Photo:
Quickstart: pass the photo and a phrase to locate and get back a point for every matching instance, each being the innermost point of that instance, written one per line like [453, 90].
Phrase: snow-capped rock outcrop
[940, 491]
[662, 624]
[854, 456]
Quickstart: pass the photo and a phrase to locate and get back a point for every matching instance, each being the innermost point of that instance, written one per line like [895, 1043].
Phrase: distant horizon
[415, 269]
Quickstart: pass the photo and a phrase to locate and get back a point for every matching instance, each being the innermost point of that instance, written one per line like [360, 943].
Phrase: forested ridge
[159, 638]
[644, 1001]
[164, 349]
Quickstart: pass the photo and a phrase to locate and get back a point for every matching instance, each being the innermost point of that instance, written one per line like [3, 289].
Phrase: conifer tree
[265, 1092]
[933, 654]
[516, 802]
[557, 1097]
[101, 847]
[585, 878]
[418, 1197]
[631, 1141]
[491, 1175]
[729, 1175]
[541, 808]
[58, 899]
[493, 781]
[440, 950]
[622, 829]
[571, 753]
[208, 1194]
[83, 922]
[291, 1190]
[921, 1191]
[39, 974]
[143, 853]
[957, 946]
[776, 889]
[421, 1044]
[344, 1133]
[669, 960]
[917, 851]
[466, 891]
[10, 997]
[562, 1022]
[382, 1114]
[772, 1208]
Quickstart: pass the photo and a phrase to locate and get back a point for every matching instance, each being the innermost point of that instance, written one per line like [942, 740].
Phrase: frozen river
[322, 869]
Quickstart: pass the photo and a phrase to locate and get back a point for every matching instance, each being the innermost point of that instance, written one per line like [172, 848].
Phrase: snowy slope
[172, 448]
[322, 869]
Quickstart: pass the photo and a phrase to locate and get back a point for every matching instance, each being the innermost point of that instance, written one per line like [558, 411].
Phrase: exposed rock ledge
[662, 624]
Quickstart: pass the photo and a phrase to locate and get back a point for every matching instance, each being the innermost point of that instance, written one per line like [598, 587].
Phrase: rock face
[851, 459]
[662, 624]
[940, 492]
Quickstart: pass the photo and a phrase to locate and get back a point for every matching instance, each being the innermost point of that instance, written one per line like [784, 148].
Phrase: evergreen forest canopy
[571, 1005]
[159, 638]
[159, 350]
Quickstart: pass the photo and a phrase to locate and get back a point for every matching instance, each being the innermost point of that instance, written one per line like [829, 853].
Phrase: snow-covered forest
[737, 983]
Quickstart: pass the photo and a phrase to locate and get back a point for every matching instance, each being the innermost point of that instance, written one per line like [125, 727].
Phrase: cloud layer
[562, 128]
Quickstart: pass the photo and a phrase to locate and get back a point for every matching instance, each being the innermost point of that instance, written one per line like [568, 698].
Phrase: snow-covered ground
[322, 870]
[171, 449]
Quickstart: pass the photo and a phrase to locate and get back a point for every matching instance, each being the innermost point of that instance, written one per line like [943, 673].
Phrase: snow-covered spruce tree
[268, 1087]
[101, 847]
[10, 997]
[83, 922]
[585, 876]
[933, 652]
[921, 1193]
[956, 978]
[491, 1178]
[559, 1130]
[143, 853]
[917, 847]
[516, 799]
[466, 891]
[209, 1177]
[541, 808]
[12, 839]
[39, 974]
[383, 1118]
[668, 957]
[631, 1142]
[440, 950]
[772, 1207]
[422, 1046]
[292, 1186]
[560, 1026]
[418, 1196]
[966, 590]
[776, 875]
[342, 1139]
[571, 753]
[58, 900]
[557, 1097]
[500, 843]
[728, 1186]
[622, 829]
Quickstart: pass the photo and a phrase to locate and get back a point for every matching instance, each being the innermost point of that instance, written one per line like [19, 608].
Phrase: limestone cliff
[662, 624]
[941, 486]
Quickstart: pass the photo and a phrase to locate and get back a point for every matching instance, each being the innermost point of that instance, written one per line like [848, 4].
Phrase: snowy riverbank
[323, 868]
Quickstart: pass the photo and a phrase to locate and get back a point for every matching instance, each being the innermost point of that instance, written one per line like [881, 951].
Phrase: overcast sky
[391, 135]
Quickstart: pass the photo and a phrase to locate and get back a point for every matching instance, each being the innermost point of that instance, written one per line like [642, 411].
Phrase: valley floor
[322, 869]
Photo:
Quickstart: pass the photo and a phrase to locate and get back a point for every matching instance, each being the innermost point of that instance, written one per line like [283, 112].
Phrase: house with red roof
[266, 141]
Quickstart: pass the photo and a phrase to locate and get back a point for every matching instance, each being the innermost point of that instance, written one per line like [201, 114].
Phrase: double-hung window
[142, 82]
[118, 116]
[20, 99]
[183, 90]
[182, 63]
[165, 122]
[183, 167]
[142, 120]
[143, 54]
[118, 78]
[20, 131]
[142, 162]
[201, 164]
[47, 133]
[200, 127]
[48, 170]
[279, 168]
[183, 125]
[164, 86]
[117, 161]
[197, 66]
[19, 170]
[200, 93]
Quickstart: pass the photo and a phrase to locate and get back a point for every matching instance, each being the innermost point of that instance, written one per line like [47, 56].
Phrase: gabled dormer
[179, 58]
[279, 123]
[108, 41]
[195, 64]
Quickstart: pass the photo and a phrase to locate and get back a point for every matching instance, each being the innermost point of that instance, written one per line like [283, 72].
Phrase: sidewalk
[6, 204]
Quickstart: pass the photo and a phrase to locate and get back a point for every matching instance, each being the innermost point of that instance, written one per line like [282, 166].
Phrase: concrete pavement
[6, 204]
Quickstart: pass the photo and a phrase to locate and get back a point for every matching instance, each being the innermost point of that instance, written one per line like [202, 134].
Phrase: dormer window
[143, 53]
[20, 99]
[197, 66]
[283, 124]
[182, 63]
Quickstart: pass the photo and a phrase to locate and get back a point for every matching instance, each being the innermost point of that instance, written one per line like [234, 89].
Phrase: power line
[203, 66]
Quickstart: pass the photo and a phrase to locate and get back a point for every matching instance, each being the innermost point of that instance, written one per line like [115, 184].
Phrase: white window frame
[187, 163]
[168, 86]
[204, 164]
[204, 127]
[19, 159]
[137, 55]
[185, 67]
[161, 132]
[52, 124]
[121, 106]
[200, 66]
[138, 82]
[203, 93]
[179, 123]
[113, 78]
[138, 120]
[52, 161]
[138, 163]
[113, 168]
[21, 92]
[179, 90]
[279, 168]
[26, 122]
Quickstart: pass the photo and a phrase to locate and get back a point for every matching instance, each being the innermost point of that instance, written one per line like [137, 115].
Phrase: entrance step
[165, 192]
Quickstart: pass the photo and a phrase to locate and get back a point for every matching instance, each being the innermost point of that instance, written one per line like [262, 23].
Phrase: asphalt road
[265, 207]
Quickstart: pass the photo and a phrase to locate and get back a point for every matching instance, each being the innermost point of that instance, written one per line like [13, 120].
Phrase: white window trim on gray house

——

> [THE TASK]: The listing above holds a line with "Phrase: snow-covered ground" and a line with "like [943, 673].". Print the stretch from the first through the second, exactly and alone.

> [ANSWER AREA]:
Phrase: snow-covered ground
[322, 870]
[171, 449]
Quickstart: pass the photo and a phrase to locate and get back a point for every matching instance, each being the innermost point of that instance, written one per line like [943, 673].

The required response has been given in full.